# Excerpted text:
# # # # # # #

Sorted by: Reset to default 24

In the example you link, the compiler is optimizing by assuming undefined behavior can't happen. In that question, overflow is reported only if you added two negative numbers and produced a positive, or two positives produce a negative. Since neither behavior can occur without being the result of an undefined behavior (signed integer overflow), it simply assumes the if test can never pass, and eliminates that code path entirely from the compiled code, leaving only the code for the else path.

So it's not doing any additional work at all at runtime to achieve this result. It's identifying a way to improve performance, the same as it would if it saw:

if (0) {
   x();
} else {
   y();
}

and eliminated the if (0) path, compiling code that unconditionally called y();. It's not required to produce code that responds correctly in the presence of undefined behavior, so it just pretends it can't happen and optimizes accordingly. No code checks for the undefined behavior, no extra work is done, it just produces simple code that behaves incorrectly because the undefined behavior it assumed couldn't happen, actually did.

# # # # # # #

# Job 1:
Identify each line in the records below that contains the string "blue", and copy those lines.

[Records from a pointing dataset]
# # # # # # #

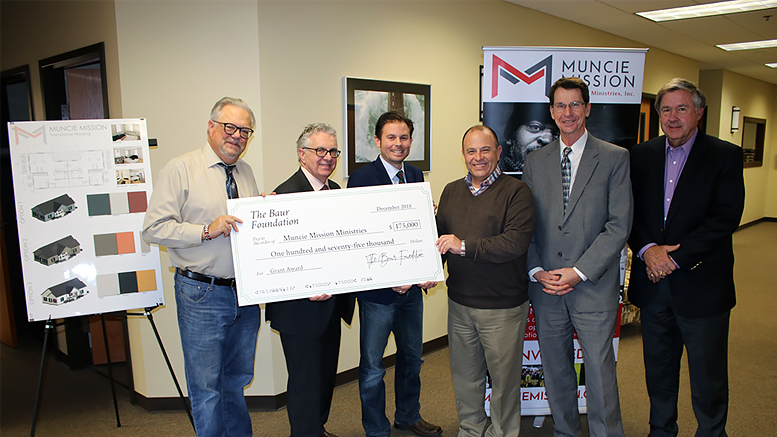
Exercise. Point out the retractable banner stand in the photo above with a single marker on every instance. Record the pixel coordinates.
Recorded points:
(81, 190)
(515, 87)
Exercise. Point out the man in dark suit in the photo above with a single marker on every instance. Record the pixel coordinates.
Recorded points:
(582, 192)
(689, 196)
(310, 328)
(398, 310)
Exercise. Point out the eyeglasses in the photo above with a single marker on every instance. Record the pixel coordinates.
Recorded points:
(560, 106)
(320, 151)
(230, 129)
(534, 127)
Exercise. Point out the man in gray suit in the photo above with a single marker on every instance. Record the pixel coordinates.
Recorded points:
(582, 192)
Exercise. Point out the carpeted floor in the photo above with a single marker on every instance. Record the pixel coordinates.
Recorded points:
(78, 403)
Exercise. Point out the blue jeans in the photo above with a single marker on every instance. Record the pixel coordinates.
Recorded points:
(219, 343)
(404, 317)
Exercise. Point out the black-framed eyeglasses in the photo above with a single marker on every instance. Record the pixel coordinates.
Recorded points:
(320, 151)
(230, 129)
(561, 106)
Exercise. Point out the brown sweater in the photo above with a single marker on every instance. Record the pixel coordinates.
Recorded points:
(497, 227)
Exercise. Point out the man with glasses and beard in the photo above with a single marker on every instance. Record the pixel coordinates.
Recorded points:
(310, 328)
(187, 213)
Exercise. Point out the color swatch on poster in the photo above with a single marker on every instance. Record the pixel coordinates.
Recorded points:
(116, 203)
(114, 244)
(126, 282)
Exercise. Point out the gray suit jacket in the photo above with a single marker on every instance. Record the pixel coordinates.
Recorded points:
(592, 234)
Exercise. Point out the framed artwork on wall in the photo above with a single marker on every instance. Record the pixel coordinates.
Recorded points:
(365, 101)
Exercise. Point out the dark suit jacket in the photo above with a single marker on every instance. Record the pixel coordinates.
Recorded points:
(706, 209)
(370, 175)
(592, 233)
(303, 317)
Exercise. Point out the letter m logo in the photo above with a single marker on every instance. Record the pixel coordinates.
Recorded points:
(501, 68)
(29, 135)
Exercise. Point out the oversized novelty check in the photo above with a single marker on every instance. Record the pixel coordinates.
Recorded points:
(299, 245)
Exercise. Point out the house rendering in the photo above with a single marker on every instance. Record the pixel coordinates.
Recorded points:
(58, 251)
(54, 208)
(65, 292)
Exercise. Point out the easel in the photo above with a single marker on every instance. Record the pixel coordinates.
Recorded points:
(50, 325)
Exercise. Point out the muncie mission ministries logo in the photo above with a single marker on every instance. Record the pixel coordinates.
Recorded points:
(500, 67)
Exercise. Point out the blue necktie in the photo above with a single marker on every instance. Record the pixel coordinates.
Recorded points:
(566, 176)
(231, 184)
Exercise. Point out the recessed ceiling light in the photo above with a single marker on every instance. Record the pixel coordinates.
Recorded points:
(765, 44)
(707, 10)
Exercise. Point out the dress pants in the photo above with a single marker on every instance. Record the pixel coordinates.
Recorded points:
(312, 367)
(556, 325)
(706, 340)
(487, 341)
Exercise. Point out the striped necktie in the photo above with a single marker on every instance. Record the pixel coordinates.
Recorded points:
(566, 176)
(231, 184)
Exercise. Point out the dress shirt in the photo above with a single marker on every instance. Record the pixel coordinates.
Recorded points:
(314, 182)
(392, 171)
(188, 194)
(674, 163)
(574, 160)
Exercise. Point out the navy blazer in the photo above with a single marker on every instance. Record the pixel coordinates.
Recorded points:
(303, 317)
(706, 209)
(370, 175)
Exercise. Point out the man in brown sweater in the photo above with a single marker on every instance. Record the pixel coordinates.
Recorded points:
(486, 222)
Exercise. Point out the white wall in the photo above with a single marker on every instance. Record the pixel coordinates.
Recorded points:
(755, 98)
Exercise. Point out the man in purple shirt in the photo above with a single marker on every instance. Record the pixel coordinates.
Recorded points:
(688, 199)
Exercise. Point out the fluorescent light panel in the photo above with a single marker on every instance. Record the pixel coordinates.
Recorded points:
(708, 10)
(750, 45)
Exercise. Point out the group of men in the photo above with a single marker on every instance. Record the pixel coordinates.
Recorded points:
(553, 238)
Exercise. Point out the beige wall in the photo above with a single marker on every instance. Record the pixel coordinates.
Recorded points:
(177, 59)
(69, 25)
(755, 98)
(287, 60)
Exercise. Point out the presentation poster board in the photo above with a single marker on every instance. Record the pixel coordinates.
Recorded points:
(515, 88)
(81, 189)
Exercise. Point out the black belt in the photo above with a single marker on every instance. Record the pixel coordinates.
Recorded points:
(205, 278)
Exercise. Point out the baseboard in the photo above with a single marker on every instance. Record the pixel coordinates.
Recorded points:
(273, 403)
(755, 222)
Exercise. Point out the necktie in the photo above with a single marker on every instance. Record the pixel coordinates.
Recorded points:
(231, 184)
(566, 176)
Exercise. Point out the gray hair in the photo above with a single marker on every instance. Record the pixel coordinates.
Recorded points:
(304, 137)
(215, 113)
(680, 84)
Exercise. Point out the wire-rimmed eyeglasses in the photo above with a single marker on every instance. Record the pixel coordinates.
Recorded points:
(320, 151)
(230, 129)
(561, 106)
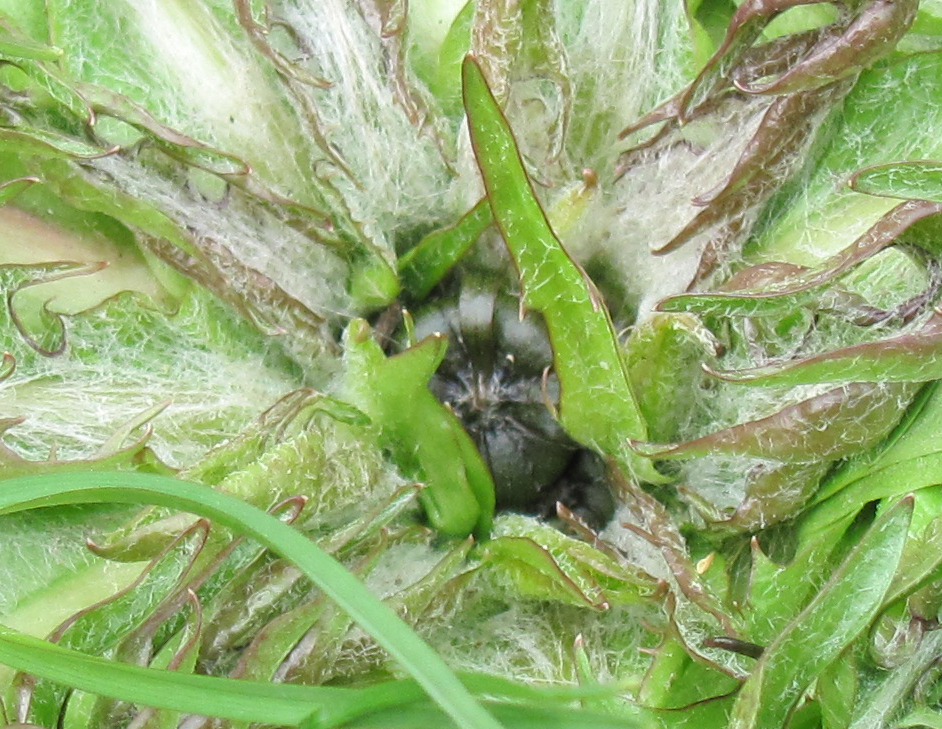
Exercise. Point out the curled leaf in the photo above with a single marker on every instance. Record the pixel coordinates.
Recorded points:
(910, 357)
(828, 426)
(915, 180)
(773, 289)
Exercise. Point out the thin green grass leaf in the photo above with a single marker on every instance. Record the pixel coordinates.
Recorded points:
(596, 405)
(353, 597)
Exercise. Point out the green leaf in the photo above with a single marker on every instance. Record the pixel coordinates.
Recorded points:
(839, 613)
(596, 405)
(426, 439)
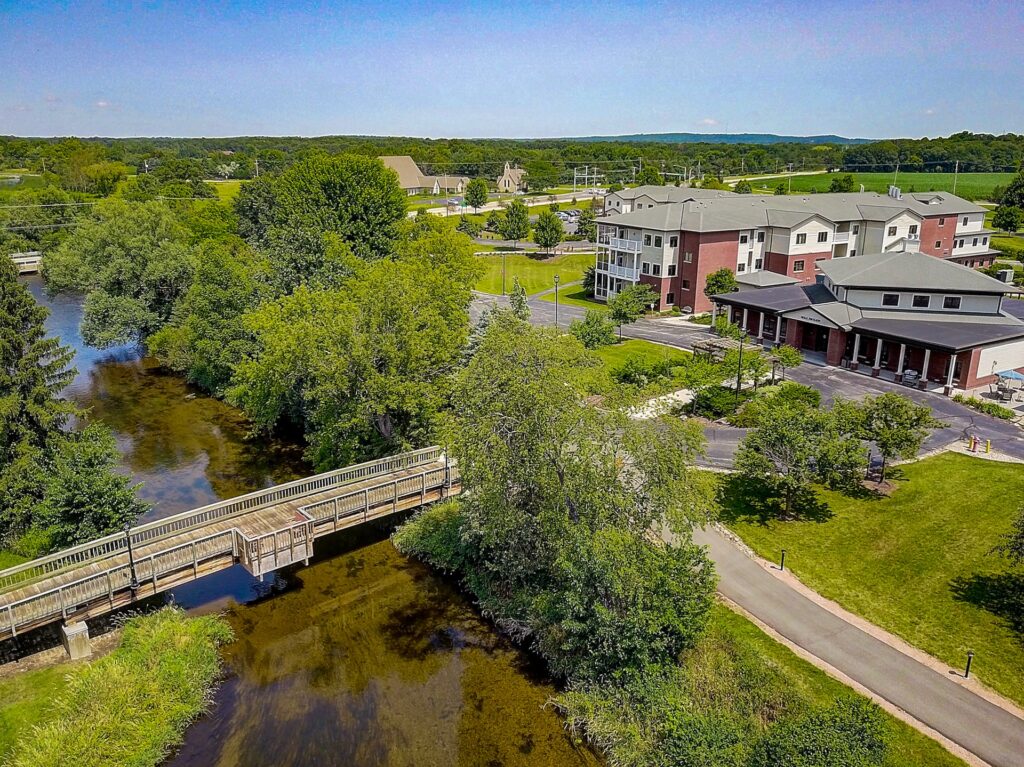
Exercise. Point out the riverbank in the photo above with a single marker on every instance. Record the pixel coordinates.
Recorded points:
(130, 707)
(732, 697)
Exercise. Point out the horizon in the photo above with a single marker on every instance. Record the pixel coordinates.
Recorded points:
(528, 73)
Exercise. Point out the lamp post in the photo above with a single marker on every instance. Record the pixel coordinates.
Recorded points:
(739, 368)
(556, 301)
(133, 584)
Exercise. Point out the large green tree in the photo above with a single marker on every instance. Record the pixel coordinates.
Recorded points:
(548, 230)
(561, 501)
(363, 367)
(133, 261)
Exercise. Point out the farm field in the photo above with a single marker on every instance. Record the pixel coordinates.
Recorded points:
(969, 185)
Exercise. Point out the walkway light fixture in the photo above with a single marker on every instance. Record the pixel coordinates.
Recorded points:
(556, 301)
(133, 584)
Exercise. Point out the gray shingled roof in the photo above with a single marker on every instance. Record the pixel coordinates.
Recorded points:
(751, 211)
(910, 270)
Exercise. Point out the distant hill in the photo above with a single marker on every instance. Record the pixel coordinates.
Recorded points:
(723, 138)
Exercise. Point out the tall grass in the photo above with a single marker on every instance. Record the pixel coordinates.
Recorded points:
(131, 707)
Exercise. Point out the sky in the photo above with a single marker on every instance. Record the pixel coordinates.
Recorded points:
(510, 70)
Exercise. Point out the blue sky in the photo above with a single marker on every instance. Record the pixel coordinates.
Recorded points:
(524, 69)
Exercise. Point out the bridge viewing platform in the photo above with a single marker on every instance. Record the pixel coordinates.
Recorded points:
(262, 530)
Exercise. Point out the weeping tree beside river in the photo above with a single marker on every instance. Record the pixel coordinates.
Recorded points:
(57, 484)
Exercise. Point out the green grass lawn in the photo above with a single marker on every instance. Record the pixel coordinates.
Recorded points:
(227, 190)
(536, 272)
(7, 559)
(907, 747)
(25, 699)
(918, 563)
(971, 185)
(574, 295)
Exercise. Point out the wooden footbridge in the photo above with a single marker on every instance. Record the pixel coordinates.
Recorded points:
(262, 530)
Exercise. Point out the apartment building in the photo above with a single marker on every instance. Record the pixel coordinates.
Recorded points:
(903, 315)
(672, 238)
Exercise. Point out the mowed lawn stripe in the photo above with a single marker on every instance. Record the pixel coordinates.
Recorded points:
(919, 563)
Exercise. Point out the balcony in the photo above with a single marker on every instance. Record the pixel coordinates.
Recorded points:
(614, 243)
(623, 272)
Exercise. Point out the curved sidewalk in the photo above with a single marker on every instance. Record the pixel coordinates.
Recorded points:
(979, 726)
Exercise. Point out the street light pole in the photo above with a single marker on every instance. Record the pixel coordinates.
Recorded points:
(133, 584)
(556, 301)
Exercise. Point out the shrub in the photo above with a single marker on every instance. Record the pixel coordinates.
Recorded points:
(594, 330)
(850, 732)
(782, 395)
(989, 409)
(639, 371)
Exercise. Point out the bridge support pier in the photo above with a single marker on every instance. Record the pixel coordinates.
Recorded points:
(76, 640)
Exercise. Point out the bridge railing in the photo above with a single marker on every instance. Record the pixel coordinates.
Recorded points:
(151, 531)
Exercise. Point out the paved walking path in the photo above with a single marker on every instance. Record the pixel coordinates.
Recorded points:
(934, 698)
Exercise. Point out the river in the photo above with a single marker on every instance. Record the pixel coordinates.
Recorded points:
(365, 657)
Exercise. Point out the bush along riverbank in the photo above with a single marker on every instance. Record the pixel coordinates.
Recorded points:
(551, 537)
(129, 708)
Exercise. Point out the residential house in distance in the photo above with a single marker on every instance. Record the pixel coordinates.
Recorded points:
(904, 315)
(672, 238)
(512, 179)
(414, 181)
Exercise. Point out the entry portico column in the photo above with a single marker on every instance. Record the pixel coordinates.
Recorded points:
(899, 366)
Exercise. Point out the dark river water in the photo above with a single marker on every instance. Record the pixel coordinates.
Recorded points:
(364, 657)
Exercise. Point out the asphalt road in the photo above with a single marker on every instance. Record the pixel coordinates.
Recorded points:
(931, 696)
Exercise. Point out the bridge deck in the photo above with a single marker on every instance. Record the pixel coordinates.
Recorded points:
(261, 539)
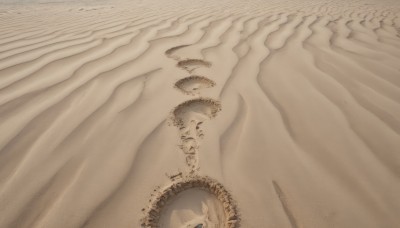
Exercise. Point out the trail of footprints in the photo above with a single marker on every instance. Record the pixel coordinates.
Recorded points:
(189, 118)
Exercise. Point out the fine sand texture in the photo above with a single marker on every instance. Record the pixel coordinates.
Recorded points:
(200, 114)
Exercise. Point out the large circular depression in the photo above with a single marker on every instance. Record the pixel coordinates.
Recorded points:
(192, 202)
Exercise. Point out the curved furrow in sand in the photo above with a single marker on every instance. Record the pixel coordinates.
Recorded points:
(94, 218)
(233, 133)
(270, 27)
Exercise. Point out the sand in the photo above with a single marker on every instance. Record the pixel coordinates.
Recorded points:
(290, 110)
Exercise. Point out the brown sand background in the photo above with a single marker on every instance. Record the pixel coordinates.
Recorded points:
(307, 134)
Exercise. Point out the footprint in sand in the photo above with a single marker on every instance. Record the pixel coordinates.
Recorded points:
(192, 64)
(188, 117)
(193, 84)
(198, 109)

# # # # # # #

# Job 2:
In the excerpted text, which function does the compiled code call unconditionally once the if (0) path is eliminated?

# Full response 1:
Exercise. Point out the blue jeans in the photo above with a single marker on every instance. Record the pixel coordinates.
Exercise. Point out the blue necktie in the photo above with a single marker on every instance. Record the pixel coordinates.
Exercise. Point out the blue sky in the photo above with a single marker on every instance. Record the pixel coordinates.

# Full response 2:
y()